# [PROBLEM DETAILS]
Scan the lines below and report each one containing "railing" by copying it.

# [GIVEN DATA]
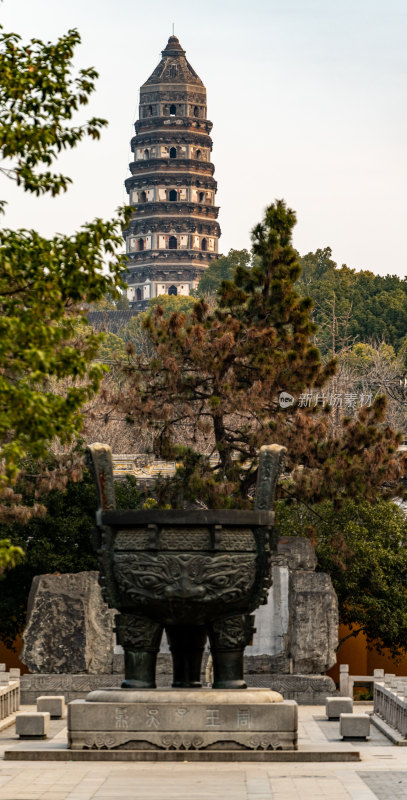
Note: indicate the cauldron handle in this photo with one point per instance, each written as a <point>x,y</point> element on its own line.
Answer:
==
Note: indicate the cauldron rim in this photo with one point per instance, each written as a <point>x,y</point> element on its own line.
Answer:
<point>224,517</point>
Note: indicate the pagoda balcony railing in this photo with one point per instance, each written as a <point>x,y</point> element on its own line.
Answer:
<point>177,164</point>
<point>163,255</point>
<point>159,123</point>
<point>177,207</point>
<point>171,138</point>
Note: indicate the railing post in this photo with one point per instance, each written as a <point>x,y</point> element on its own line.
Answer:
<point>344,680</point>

# [FINISHED EXERCISE]
Note: indicate the pagoda balcony railing in this photo with one point per instance, each written as a <point>x,y</point> element on its own line.
Note: indicate the railing post in this photo with one point per instance, each written as a <point>x,y</point> element on its own line.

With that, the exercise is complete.